Compito richiesto 1
Individua nei record ogni riga che contiene la stringa "border" e trascrivila.

Estratto fornito
Il Tribunale di Bologna in sede di riesame ex art. 309 cod. proc. pen. aveva confermato un’ordinanza del Giudice per le indagini preliminari del Tribunale di Bologna applicata nei confronti di una persona indagata per partecipazione ad una associazione di stampo mafioso.

In particolare, al ricorrente si contestava di avere partecipato alle riunioni del gruppo aderendo ai relativi dettami ed adottando i segni distintivi e le regole imposte dal sodalizio dando così il suo contributo alla crescita e sviluppo di un’organizzazione criminale che vantava legami in Olanda, Francia, Italia, Germania e Nigeria, e disponeva di armi (machete).

Sezione dati
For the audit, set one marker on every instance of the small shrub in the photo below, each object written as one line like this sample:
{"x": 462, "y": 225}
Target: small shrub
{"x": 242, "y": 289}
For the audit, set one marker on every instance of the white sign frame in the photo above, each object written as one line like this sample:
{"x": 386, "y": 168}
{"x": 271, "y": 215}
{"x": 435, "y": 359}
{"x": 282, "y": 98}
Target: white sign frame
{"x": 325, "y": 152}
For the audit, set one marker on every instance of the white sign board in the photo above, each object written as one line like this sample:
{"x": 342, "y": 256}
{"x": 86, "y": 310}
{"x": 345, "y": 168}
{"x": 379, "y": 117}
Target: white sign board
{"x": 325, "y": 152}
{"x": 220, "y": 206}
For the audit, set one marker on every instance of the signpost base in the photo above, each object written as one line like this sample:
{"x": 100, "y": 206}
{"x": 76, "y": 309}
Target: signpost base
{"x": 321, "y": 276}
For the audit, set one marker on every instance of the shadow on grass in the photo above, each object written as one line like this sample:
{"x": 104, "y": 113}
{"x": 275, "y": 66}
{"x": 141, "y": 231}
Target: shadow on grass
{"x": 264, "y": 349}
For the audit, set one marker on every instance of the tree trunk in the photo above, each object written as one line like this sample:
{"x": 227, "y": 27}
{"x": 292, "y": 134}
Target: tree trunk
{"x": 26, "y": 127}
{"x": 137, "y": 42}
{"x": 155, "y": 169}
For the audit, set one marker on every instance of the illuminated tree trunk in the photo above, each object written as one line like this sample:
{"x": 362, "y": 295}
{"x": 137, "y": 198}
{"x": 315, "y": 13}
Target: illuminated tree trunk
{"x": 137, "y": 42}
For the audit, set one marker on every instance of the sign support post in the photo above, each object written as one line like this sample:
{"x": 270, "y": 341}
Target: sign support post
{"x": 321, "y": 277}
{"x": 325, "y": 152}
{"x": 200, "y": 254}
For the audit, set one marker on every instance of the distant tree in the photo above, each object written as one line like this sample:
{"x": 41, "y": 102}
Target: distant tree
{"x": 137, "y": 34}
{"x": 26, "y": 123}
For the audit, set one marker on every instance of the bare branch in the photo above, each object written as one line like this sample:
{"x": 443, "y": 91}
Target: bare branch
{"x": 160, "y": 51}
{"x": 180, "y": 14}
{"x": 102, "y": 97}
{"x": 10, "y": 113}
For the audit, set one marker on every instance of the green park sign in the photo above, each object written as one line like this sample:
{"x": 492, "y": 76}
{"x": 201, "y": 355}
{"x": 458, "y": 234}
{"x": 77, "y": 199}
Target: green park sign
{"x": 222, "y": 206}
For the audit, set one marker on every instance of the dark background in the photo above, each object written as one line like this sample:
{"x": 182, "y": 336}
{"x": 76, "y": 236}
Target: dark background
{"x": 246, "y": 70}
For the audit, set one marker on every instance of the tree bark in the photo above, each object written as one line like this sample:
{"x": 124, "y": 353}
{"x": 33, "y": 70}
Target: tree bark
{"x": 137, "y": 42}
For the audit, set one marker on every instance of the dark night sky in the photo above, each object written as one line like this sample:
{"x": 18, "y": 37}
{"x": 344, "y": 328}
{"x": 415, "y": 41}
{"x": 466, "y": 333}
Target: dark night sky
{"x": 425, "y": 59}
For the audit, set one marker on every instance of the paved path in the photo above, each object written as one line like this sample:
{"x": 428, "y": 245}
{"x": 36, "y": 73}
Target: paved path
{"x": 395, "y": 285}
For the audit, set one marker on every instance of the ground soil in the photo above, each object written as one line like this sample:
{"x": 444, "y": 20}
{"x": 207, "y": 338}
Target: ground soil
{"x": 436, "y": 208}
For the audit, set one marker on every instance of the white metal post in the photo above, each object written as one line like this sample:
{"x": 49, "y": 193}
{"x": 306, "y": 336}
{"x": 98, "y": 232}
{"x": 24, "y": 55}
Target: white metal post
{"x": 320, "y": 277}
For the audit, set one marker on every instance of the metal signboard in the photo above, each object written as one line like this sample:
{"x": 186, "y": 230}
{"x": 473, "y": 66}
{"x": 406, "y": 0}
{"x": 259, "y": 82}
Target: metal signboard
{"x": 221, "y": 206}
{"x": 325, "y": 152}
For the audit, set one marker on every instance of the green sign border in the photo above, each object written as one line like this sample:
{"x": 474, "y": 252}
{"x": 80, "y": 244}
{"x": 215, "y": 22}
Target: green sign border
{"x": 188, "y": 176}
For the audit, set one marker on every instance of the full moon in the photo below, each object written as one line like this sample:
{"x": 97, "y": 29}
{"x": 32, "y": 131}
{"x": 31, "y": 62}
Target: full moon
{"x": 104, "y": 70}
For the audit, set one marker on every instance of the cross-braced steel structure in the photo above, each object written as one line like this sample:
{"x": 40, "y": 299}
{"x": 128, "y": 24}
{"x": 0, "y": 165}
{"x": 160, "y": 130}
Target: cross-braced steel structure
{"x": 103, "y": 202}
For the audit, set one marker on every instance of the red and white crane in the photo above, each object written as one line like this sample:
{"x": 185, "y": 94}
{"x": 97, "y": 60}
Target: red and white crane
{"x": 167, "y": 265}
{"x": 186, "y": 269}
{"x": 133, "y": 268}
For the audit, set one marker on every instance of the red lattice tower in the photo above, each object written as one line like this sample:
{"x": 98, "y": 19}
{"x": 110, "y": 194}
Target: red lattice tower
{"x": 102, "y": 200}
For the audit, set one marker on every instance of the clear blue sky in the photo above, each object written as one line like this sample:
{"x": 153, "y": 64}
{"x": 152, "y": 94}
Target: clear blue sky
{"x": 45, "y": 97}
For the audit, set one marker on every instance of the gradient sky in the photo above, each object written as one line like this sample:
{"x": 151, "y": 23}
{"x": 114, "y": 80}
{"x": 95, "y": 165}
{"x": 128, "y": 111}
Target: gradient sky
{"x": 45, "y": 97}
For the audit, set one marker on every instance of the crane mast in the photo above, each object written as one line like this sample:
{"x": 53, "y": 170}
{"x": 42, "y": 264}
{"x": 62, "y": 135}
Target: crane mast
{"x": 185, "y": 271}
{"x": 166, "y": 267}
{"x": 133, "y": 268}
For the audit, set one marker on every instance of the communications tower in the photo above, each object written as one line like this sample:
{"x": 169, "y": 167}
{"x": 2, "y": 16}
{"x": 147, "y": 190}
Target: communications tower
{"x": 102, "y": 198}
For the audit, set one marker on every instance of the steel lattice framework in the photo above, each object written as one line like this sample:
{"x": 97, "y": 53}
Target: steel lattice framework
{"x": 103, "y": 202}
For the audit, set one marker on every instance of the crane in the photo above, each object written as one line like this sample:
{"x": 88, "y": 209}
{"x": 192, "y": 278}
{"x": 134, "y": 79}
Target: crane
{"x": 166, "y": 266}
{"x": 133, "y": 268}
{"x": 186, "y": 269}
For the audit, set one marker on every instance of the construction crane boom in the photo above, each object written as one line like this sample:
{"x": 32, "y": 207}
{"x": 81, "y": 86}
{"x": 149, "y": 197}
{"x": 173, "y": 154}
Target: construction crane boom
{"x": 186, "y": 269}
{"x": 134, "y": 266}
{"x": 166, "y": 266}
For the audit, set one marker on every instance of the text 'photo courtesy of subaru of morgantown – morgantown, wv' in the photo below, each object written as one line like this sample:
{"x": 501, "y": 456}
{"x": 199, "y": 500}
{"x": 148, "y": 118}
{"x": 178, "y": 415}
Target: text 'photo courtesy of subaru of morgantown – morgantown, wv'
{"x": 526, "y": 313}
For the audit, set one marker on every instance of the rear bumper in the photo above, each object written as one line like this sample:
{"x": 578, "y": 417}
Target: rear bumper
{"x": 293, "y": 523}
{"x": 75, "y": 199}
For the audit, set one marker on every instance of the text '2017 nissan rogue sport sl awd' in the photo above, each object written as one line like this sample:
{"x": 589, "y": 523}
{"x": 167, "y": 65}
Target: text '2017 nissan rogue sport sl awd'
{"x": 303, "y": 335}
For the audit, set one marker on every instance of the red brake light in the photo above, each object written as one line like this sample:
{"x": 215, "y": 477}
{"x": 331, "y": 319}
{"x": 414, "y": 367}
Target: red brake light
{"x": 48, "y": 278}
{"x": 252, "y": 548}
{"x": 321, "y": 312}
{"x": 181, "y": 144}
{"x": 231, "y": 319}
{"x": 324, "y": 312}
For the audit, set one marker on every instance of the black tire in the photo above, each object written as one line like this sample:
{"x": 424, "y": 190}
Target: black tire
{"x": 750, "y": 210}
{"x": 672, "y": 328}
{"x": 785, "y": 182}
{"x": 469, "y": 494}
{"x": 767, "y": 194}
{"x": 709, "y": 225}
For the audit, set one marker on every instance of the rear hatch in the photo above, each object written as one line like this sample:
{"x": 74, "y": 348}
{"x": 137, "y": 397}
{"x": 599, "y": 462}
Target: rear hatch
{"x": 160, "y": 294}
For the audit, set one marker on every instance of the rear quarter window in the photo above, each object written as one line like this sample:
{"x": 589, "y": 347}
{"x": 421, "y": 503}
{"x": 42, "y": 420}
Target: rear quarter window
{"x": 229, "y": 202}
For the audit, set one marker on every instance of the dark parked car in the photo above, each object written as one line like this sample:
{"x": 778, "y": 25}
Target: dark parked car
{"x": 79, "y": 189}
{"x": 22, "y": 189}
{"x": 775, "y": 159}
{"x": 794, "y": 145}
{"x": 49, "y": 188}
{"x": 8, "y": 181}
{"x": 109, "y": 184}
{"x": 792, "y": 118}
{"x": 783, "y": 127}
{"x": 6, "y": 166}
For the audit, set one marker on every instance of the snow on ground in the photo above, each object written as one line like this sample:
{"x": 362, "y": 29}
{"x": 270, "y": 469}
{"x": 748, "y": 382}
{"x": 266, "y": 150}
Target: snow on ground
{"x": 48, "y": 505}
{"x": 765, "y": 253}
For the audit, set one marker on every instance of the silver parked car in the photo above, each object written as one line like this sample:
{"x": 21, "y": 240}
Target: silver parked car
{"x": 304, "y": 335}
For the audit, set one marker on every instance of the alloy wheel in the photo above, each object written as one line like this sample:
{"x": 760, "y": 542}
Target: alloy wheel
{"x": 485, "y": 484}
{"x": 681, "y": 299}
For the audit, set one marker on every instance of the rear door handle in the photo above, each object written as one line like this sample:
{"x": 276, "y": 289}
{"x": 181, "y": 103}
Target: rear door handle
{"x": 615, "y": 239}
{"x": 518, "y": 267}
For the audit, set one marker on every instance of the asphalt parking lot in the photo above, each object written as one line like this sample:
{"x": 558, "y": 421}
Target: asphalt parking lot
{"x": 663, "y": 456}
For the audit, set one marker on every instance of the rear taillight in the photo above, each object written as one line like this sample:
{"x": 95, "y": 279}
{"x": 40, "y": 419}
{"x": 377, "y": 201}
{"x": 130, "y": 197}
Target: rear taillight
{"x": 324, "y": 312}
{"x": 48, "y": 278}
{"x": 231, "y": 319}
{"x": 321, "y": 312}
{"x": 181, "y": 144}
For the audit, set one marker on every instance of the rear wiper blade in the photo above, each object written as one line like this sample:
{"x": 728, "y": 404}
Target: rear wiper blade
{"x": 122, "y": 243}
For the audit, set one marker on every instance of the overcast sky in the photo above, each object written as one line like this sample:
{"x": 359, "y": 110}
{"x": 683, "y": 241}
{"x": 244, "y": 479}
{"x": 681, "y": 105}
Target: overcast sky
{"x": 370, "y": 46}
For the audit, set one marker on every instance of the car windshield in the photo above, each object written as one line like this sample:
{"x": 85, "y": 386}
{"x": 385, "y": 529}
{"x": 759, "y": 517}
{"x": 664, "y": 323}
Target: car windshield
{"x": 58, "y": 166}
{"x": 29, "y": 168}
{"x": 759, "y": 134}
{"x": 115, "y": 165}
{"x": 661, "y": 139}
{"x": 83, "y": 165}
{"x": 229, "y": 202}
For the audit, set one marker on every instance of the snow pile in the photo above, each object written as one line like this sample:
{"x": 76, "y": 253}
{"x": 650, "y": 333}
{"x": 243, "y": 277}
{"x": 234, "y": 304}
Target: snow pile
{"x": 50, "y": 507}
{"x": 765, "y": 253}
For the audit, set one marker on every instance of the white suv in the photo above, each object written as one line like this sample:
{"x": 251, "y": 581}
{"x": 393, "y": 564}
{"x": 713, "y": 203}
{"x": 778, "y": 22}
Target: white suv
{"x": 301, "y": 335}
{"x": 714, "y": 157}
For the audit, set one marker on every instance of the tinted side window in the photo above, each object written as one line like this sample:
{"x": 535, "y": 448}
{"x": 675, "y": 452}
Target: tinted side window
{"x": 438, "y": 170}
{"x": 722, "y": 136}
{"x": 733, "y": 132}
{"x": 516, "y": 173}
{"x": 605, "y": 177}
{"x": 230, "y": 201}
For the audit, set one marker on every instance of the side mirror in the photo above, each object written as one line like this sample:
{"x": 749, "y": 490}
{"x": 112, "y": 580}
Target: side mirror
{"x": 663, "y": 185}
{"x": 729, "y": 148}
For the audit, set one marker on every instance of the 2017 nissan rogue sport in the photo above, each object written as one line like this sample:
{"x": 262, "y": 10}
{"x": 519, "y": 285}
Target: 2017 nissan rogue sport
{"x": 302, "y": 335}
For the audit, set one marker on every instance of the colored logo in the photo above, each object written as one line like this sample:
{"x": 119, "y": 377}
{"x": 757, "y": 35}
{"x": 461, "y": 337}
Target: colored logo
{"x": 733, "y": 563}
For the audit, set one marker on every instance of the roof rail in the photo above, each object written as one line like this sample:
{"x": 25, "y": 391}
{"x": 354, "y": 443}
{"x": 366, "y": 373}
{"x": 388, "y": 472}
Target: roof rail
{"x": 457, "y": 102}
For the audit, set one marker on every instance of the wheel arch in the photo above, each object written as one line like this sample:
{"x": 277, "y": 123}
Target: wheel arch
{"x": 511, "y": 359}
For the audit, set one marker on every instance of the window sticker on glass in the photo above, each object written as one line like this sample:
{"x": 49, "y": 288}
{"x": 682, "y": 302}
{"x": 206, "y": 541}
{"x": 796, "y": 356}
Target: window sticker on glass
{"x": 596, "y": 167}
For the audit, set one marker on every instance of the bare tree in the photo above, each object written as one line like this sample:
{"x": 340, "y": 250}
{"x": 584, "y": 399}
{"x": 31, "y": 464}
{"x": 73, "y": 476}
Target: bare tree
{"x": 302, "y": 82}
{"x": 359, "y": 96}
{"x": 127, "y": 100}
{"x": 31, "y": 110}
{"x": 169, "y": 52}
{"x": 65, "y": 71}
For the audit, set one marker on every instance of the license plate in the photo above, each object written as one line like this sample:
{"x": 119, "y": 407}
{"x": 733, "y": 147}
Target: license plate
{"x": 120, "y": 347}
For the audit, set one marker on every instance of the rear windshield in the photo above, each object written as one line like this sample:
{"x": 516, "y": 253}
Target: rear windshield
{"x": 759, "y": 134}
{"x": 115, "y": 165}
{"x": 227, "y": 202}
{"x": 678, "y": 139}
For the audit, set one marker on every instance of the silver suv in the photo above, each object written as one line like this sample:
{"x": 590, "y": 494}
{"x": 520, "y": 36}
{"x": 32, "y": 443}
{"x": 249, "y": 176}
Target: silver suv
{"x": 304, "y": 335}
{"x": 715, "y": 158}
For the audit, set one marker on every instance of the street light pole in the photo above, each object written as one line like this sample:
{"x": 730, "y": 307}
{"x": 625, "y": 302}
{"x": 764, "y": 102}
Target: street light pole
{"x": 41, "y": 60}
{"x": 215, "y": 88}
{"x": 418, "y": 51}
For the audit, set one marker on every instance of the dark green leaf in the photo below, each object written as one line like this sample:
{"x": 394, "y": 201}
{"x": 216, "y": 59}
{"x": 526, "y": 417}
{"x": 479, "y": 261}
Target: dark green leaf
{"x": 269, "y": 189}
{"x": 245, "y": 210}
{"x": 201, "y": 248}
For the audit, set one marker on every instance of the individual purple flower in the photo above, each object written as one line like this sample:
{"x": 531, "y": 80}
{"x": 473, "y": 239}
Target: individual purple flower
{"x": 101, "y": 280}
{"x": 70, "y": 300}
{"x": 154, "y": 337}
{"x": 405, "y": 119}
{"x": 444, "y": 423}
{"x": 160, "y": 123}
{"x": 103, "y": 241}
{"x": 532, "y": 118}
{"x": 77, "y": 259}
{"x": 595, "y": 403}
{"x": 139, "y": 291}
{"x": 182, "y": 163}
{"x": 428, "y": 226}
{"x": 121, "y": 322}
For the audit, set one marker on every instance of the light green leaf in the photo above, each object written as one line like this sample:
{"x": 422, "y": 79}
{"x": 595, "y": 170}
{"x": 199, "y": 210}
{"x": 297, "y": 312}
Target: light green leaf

Compito richiesto 2
Nell'estratto sul riesame del Tribunale di Bologna, con quali paesi vantava legami l'organizzazione criminale?

Risposta finale 1
For the audit, set one marker on every instance of the green sign border in the photo above, each object written as one line like this sample:
Target: green sign border

Risposta finale 2
Olanda, Francia, Italia, Germania e Nigeria.